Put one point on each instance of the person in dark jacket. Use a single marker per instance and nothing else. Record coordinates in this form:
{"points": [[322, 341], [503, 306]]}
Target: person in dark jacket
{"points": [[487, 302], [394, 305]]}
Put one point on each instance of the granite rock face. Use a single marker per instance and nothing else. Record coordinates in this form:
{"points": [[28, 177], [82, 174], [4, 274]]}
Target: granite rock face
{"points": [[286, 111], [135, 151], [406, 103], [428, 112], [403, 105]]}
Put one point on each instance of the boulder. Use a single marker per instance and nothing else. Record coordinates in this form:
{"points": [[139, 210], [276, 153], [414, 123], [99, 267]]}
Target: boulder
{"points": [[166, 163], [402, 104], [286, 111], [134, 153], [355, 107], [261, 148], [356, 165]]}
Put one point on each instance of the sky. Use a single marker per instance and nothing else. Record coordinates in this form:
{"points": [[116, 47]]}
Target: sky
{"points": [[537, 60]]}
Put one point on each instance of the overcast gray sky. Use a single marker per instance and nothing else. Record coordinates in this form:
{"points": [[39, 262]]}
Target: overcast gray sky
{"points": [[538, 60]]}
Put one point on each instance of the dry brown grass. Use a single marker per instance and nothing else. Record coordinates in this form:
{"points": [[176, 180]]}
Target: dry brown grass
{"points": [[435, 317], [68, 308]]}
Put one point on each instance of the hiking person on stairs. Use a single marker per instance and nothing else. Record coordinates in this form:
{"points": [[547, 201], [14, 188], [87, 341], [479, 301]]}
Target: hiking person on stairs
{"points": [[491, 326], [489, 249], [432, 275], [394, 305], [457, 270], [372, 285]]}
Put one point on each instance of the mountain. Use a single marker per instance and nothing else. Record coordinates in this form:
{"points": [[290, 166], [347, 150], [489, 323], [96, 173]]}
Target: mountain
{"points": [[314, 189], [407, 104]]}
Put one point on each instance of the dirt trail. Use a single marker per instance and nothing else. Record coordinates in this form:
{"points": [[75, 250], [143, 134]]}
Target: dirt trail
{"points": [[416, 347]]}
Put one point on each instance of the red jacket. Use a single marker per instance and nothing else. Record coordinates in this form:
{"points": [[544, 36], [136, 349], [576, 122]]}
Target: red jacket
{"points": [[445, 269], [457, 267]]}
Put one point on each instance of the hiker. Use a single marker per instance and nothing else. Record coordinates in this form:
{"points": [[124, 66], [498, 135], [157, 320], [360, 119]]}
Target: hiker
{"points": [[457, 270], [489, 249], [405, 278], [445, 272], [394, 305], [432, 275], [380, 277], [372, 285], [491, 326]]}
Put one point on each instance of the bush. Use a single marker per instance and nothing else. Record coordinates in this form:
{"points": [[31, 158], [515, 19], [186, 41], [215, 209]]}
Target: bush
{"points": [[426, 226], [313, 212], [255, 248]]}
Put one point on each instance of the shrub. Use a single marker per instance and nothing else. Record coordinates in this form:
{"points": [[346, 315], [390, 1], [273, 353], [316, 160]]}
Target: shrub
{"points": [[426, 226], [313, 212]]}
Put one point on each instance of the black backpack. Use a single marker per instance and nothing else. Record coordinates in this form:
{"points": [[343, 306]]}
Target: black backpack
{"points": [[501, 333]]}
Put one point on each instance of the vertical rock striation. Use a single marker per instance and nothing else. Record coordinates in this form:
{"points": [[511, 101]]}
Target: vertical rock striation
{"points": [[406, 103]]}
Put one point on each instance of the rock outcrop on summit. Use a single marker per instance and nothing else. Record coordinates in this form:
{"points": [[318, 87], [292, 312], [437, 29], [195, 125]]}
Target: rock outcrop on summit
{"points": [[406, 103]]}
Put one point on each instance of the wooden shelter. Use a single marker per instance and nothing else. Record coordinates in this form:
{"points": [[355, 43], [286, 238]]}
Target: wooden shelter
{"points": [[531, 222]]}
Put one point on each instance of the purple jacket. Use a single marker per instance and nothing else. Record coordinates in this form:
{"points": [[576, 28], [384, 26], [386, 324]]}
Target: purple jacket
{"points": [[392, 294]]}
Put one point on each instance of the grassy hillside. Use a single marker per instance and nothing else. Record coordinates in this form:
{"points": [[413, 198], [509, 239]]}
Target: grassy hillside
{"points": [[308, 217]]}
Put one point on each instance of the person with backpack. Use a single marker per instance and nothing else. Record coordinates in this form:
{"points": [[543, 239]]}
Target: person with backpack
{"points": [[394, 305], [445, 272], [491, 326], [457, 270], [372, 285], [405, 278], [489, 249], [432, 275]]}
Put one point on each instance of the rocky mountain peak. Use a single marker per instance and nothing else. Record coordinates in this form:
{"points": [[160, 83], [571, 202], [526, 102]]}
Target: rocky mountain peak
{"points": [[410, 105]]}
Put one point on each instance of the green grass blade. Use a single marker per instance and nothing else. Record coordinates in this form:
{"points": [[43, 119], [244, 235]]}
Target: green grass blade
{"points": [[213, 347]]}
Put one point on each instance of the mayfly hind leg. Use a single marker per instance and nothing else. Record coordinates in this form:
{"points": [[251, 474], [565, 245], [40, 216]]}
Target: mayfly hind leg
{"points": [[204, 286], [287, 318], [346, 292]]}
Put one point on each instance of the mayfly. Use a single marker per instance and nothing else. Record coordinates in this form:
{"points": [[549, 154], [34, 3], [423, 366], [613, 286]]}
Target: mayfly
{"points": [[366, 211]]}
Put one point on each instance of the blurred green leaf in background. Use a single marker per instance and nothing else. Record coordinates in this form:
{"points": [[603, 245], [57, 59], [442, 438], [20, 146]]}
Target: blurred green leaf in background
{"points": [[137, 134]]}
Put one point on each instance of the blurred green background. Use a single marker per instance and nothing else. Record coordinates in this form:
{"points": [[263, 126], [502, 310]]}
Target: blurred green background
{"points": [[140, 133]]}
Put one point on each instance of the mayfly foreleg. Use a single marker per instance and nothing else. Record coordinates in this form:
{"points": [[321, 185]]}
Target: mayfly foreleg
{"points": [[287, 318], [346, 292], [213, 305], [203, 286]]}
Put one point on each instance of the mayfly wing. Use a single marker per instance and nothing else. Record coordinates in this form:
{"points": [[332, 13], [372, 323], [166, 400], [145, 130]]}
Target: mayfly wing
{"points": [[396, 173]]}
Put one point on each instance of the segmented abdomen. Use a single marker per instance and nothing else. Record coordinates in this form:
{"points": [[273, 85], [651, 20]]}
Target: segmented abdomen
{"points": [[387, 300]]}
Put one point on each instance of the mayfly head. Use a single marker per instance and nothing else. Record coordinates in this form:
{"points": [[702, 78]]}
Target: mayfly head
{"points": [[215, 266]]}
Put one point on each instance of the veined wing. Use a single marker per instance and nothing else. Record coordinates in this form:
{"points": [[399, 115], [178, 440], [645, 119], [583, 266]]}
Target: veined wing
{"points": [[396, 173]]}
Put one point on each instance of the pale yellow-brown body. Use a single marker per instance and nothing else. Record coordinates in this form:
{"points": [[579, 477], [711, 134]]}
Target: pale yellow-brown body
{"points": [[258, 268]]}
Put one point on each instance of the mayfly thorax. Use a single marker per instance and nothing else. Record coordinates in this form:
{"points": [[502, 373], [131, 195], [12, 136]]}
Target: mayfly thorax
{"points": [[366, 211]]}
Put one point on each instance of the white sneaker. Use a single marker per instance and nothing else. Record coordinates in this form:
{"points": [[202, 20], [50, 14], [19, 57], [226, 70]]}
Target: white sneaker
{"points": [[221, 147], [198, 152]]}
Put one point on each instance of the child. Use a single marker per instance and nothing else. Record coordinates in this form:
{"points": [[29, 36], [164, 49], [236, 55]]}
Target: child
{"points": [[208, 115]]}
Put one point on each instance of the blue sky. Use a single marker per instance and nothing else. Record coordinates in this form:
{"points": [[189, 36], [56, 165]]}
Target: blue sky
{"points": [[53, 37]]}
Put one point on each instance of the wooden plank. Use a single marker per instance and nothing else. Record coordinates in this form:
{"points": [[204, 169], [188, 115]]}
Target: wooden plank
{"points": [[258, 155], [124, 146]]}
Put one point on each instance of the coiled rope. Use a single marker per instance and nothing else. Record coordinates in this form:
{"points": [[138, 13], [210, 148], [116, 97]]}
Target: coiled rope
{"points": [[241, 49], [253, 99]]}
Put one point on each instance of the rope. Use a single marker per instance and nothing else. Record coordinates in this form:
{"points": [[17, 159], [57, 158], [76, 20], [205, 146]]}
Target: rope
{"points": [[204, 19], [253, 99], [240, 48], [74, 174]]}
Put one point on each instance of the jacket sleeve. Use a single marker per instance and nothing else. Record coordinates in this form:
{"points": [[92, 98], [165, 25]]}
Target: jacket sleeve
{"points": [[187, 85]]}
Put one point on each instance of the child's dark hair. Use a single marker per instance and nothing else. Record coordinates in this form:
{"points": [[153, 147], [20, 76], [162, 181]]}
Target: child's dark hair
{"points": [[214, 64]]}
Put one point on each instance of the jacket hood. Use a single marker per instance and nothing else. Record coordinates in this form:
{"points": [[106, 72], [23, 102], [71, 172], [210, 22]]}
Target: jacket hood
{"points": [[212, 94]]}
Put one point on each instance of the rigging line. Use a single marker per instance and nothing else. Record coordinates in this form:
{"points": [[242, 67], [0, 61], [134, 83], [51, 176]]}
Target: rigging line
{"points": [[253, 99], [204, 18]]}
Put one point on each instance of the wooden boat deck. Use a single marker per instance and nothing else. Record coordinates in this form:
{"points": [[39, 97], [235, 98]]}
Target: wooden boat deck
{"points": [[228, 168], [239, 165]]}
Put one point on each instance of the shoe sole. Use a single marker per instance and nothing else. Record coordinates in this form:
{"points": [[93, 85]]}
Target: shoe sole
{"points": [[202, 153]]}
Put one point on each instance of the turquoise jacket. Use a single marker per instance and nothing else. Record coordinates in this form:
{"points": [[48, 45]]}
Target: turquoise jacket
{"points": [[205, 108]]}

**Prompt:**
Write out only those lines of the entries that lie between the line containing "Put one point on each instance of the shoe" and the last line, inclusive, reproducing them exactly.

**Response to this task:**
Put one point on each instance of the shoe sole. Use a single marker per instance and nothing else. Record coordinates in this form:
{"points": [[93, 85]]}
Target: shoe sole
{"points": [[202, 153]]}
Put one point on each instance of the turquoise jacket. Use a single marker per instance and nothing else. Record coordinates in this form:
{"points": [[48, 45]]}
Target: turquoise jacket
{"points": [[205, 108]]}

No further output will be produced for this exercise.